**Supplied records:**
'''

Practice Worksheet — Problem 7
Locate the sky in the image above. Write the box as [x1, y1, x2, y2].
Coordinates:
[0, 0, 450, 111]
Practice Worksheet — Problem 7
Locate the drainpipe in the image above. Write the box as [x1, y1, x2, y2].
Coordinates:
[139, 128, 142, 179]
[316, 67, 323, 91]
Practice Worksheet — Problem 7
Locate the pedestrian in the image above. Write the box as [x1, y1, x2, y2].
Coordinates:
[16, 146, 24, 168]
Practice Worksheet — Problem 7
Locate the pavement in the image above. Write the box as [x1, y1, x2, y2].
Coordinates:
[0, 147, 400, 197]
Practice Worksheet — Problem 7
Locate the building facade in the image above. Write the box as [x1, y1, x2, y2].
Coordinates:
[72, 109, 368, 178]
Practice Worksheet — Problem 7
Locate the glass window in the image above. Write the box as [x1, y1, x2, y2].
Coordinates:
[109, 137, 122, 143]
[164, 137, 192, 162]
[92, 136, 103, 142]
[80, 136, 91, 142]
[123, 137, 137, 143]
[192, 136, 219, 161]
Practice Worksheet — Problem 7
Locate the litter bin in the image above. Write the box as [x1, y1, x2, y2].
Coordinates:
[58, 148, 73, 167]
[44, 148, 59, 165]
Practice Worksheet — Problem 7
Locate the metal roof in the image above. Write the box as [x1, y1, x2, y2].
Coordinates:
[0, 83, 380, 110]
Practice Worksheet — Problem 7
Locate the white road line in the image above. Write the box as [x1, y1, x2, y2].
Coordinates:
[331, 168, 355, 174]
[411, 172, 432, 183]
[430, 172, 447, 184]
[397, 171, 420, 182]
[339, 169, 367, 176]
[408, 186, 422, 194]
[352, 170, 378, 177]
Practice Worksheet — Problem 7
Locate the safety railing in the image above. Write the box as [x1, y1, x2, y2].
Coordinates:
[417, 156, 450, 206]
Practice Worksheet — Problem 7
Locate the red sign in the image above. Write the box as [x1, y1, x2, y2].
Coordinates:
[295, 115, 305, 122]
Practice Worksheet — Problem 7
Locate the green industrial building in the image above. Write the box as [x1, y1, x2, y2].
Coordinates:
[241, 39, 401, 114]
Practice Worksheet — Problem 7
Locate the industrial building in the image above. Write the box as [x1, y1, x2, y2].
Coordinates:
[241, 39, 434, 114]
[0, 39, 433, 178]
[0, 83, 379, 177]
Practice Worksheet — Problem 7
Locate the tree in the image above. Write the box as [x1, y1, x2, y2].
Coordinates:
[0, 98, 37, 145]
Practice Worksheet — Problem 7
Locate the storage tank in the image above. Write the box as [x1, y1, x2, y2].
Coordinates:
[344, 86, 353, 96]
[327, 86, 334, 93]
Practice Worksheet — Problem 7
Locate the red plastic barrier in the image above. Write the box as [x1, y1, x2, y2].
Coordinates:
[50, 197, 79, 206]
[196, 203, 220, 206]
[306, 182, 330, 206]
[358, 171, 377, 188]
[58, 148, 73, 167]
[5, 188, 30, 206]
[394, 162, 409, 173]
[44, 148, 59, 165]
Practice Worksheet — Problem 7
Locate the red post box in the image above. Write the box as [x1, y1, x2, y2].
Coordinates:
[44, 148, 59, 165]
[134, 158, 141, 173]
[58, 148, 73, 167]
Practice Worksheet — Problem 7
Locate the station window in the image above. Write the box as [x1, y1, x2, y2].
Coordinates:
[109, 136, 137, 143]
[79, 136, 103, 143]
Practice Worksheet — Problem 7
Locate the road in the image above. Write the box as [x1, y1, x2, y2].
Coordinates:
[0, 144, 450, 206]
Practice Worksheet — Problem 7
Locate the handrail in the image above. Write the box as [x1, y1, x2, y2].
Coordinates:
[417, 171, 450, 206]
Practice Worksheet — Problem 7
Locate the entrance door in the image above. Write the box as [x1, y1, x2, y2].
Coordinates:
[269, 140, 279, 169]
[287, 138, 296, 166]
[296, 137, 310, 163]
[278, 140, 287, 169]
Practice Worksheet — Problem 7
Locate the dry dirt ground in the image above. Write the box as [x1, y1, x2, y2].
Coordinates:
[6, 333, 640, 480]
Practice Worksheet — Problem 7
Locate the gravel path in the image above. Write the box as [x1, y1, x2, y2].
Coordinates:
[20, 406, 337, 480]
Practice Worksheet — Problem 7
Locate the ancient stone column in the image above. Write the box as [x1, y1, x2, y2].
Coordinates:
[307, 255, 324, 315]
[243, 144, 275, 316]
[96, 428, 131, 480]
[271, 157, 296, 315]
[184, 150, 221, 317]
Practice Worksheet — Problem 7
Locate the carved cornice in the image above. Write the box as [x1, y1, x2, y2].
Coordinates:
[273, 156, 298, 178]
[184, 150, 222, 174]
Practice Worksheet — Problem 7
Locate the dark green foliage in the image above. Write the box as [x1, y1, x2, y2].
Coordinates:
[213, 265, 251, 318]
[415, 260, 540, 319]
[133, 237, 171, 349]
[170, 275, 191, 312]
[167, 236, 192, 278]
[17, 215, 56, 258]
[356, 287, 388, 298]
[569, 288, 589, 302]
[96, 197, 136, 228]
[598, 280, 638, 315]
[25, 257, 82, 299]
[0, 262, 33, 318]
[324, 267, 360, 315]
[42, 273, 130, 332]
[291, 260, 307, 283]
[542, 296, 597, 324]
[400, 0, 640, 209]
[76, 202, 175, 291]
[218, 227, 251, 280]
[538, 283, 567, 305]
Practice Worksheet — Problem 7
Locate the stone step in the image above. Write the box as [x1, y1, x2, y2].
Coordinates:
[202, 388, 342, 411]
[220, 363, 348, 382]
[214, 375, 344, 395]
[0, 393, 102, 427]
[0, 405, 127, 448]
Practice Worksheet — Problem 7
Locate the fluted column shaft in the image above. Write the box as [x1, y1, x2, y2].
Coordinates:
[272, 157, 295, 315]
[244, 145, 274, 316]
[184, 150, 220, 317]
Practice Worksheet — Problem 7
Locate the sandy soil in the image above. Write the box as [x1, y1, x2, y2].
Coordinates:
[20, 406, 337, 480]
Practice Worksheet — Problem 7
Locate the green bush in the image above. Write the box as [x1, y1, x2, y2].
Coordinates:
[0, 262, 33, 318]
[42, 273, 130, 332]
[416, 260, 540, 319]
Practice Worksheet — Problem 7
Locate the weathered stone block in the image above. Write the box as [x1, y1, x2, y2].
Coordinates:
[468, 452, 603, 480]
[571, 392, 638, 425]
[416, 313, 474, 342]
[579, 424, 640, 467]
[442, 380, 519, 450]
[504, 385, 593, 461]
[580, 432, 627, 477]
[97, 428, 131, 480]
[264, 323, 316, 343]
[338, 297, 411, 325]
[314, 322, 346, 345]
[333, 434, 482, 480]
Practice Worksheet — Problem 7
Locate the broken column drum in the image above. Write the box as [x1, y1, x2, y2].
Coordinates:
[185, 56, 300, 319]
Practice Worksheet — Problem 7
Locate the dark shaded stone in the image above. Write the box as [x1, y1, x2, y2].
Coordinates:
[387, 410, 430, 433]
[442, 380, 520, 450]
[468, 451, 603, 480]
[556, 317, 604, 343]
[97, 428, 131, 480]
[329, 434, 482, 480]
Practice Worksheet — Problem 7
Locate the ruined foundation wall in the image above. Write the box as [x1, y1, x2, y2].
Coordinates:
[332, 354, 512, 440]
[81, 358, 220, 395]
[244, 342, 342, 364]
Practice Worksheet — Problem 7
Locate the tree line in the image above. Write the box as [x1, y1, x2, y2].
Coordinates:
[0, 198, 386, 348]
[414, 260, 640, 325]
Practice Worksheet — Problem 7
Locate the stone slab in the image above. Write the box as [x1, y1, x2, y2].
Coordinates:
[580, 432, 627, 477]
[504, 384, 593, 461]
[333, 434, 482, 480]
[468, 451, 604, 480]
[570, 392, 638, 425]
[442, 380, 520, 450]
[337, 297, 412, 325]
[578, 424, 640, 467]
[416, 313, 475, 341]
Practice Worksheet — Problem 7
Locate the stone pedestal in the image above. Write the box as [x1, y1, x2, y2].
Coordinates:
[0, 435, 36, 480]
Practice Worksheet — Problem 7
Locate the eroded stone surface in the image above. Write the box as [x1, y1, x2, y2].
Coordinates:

'''

**Your goal:** Pull out every line in the listing above that contains the word "column", and copy each one in full.

**Result below:**
Locate the ancient stone column in the image above. Write the box as [x1, y1, x2, y2].
Locate the fluted column shaft in the image above. Write the box as [x1, y1, x2, y2].
Locate the broken column drum in the image above. Write the box as [x1, y1, x2, y2].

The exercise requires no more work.